Dataset items:
━━━━━━

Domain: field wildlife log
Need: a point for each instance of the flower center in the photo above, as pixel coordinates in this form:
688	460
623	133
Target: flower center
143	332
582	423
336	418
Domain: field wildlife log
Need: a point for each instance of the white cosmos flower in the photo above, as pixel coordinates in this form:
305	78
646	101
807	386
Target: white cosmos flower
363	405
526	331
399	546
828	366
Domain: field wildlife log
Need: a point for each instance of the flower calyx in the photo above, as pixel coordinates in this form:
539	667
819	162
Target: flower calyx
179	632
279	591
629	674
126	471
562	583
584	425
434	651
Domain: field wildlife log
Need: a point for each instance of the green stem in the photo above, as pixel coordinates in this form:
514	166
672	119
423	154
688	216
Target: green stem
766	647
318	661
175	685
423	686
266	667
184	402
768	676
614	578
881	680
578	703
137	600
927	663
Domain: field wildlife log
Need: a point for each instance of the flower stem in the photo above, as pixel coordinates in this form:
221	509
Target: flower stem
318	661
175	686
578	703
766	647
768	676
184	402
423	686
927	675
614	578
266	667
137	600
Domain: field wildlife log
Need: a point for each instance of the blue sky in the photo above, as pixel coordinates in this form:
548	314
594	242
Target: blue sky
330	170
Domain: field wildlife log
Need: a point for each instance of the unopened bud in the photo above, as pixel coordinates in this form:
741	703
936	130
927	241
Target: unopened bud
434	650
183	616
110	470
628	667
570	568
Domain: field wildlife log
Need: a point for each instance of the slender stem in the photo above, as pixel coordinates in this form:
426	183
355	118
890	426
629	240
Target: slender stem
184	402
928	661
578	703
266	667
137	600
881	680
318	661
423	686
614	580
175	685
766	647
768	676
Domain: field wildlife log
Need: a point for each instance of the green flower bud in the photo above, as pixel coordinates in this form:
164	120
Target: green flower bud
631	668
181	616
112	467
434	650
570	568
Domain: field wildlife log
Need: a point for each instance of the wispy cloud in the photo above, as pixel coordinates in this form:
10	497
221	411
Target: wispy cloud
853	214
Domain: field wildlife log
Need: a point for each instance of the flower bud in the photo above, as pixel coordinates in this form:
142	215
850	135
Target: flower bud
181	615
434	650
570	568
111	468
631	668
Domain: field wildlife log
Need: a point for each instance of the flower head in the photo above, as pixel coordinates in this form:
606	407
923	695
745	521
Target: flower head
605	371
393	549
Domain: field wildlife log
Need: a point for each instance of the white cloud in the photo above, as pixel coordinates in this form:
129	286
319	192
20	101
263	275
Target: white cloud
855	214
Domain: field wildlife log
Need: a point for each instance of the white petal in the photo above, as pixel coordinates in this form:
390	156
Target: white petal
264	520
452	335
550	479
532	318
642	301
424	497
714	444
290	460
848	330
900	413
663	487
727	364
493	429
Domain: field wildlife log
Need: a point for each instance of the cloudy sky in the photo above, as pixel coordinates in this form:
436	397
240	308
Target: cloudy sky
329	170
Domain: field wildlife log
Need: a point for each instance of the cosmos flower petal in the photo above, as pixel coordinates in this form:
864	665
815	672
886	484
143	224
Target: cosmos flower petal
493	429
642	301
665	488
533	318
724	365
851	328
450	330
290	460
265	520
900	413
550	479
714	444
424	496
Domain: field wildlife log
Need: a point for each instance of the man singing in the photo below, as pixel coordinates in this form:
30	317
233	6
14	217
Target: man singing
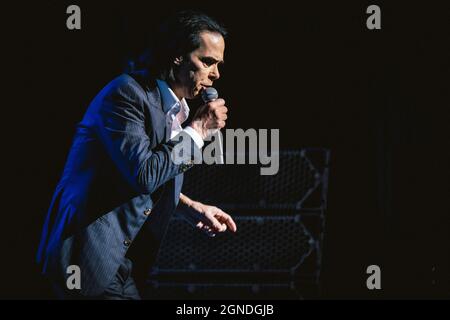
120	184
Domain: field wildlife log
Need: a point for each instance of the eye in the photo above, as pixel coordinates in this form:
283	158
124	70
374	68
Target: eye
208	62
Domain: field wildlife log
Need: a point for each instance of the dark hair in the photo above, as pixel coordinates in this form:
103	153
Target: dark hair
177	37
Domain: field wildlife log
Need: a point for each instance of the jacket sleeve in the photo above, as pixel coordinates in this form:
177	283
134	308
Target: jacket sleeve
120	126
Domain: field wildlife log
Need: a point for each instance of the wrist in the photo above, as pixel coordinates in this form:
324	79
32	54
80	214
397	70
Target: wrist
198	127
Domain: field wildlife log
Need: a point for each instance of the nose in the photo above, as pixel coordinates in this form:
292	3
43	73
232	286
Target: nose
215	74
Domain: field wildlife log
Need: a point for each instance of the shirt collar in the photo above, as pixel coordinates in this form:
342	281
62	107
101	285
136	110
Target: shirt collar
169	99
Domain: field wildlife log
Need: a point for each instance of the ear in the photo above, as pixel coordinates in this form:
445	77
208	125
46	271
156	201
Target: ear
178	61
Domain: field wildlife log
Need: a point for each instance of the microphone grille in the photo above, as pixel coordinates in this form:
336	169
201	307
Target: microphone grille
209	94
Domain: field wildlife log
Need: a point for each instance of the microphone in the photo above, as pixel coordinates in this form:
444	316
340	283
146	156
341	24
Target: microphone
210	94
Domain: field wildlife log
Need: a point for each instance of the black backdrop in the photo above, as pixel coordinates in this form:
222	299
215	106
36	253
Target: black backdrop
377	99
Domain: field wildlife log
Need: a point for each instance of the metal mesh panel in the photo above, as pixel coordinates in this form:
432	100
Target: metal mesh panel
275	243
243	186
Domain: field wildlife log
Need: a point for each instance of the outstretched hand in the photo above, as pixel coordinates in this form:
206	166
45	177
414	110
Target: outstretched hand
213	219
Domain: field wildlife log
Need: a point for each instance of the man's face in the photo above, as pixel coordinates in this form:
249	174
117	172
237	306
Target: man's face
201	67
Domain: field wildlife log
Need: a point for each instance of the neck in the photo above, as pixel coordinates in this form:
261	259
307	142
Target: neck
177	89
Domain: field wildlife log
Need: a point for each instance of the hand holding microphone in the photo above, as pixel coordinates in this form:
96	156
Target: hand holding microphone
210	117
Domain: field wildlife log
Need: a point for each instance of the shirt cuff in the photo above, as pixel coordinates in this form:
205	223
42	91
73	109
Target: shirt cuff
195	136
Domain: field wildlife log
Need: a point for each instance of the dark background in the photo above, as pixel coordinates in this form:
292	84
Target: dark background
377	99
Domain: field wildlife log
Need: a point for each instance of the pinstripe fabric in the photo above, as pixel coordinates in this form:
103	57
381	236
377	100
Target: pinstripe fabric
118	167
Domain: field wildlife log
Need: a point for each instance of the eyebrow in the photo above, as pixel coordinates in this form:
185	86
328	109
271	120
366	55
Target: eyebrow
214	59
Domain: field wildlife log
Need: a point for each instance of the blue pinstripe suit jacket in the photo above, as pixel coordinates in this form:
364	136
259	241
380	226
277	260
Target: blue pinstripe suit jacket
118	179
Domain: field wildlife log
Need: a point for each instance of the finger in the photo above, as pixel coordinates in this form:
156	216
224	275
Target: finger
212	222
216	103
228	221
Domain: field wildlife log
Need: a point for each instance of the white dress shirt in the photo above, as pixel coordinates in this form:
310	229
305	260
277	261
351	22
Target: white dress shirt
177	111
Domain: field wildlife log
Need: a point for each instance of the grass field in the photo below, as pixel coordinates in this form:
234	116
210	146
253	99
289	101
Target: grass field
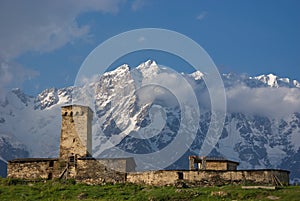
11	189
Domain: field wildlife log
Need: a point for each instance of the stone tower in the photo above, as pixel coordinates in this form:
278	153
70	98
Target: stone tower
76	132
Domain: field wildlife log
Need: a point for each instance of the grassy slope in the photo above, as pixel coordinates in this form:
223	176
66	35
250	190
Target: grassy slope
68	190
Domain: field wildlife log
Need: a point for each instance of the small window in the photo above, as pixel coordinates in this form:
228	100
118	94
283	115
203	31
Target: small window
180	175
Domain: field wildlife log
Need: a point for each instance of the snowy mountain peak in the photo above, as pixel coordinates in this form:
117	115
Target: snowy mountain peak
148	69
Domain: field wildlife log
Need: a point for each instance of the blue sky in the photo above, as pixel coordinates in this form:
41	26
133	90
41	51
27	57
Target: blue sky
43	43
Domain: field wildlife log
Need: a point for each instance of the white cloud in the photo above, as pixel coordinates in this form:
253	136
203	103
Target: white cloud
201	16
270	102
44	26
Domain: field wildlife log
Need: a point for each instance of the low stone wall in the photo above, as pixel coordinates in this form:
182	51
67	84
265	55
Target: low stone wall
94	172
210	177
157	178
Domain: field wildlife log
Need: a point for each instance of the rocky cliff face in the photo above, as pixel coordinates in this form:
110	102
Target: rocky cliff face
261	130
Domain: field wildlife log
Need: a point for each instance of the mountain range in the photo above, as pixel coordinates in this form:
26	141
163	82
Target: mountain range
261	128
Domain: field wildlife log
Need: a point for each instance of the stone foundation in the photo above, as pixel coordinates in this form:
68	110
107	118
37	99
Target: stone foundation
210	177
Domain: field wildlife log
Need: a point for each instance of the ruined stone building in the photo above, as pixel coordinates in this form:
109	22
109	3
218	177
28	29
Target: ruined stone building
75	161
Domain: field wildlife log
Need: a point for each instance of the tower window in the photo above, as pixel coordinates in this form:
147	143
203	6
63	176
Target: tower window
72	159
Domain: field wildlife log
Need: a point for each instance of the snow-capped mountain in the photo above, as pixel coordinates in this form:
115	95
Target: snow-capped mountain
134	114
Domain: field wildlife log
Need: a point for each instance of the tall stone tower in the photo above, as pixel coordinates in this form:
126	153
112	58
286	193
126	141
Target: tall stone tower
76	132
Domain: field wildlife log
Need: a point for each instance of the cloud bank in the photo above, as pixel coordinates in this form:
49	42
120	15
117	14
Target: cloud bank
40	26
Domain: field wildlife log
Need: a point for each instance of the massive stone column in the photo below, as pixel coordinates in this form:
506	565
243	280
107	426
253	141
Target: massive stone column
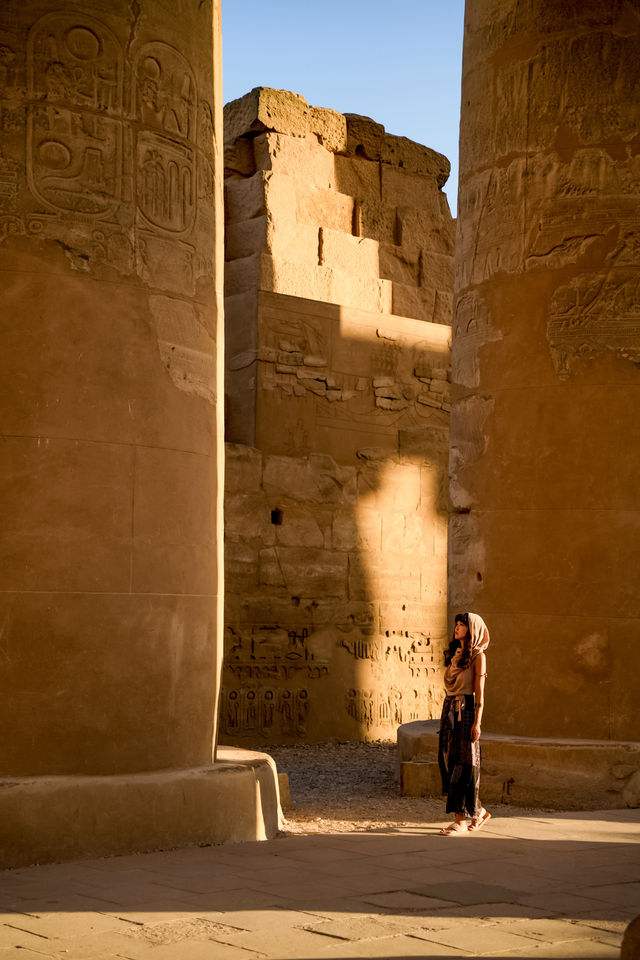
545	531
110	191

━━━━━━

#### Your goal
Which lines in the items above contain the word "foundation"? Gather every one of them and copy each line out in full.

#### Correct answer
Need: a point for each instance of the stone foundation in the photo above, as pixel coordinates in this form:
Target: stone foundation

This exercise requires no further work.